- **Selected extract**

Clone this repository:

git clone https://github.com/harpreetsahota204/fiftyone_lerobot_importer.git
cd fiftyone_lerobot_importer

Expected Dataset Structure#

Your LeRobot dataset should be in the extracted format:

dataset_root/
 extracted_data/
    episode_000000/
       episode_000000_000000_cam_low.png
       episode_000000_000000_cam_high.png
       episode_000000_000000_cam_right_wrist.png
       episode_000000_000000_cam_left_wrist.png
       episode_000000_000000.json
       ... (more frames)
    episode_000001/
 meta/
     info.json
     episodes.jsonl
     tasks.jsonl
     stats.json

Converting from Parquet Format#

If your LeRobot dataset is in the standard parquet format (with data/chunk-000/episode_*.parquet files), you can convert it to the extracted format using the provided extraction script:

# Convert parquet files to extracted PNG/JSON format
python extract_from_parquet_parallel.py \
    --input-dir <path_to_parquet_files> \
    --output-dir <path_to_output_directory> \
    --workers <select_number_of_workers>

# This will create the required directory structure:
# extracted_data/
#  episode_000000/
#     episode_000000_000000_cam_high.png
#     episode_000000_000000_cam_low.png
#     episode_000000_000000.json
#     ...
#  episode_000001/
#      ...

Extraction Script Options:

--input-dir: Directory containing episode_*.parquet files
--output-dir: Where to save extracted PNG/JSON files
--workers: Number of parallel workers (default: CPU count / 2)

Photo object pointing data:
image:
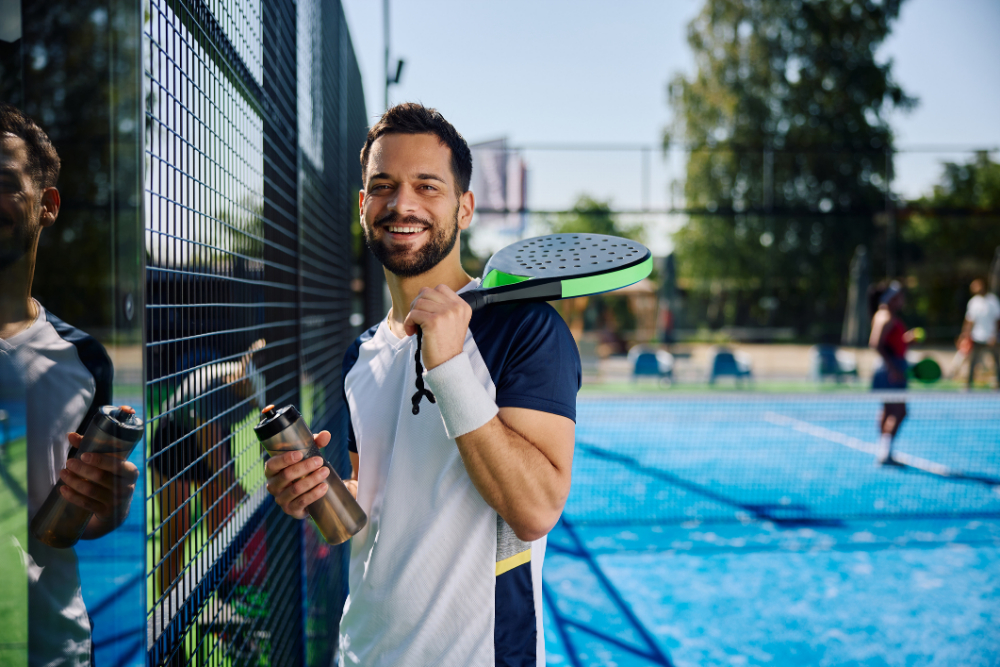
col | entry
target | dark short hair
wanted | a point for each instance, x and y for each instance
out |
(43, 161)
(413, 118)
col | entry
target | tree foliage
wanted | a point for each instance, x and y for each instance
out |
(949, 237)
(790, 157)
(593, 216)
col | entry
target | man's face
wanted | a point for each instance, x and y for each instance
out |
(411, 211)
(20, 202)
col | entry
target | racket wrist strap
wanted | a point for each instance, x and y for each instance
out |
(464, 402)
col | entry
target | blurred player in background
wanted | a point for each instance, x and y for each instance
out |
(890, 339)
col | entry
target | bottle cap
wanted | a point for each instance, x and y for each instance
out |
(273, 422)
(120, 422)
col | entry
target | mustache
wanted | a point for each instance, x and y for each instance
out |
(393, 217)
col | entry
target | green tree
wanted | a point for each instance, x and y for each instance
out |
(790, 157)
(949, 237)
(592, 216)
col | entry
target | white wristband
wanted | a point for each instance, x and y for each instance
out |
(464, 402)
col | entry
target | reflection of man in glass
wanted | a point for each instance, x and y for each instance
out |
(63, 376)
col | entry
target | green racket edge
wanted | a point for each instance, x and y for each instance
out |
(583, 286)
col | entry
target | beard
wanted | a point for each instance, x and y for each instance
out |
(16, 241)
(407, 263)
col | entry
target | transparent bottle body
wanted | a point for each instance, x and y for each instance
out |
(59, 523)
(337, 514)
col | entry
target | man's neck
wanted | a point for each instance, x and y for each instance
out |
(16, 308)
(404, 290)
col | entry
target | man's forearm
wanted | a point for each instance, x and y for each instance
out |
(515, 478)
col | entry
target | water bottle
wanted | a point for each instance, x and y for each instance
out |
(113, 430)
(337, 514)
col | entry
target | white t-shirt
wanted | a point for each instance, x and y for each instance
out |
(437, 577)
(50, 376)
(983, 312)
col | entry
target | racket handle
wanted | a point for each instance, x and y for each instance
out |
(475, 298)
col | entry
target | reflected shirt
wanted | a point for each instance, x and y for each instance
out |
(59, 376)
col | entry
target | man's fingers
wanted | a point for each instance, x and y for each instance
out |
(291, 498)
(278, 482)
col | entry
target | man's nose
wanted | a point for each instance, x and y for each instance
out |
(404, 200)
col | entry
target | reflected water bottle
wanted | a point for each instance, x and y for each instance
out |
(337, 514)
(113, 430)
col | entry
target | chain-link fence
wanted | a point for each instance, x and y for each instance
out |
(254, 115)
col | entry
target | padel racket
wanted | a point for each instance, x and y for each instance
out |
(547, 268)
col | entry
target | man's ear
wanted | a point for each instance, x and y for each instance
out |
(466, 207)
(50, 207)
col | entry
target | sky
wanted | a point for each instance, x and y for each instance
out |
(555, 71)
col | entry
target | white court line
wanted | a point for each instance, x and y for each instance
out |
(860, 445)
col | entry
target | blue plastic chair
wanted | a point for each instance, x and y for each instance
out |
(650, 363)
(725, 363)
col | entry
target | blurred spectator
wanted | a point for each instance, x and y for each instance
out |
(982, 317)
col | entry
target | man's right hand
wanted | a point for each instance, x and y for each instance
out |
(294, 483)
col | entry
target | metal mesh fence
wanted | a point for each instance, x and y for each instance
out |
(254, 113)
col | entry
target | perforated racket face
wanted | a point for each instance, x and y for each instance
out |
(567, 256)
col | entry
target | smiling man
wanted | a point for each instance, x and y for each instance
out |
(460, 496)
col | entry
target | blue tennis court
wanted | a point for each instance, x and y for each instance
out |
(758, 530)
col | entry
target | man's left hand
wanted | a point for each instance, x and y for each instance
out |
(444, 317)
(99, 483)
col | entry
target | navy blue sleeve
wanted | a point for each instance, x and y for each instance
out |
(532, 357)
(96, 360)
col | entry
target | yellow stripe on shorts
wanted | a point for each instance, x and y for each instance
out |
(508, 564)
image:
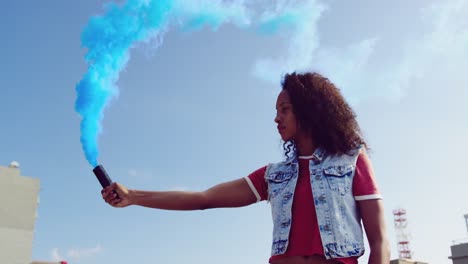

- **Problem 1**
Translate this sentence from the LeRobot importer guide into Spanish: "Your LeRobot dataset should be in the extracted format:"
- **Problem 2**
Reproduce the part of the LeRobot importer guide running from "--input-dir: Directory containing" down to "CPU count / 2)".

- **Written solution 1**
Tu conjunto de datos de LeRobot debe estar en el formato extraído:

- **Written solution 2**
--input-dir: Directory containing episode_*.parquet files
--output-dir: Where to save extracted PNG/JSON files
--workers: Number of parallel workers (default: CPU count / 2)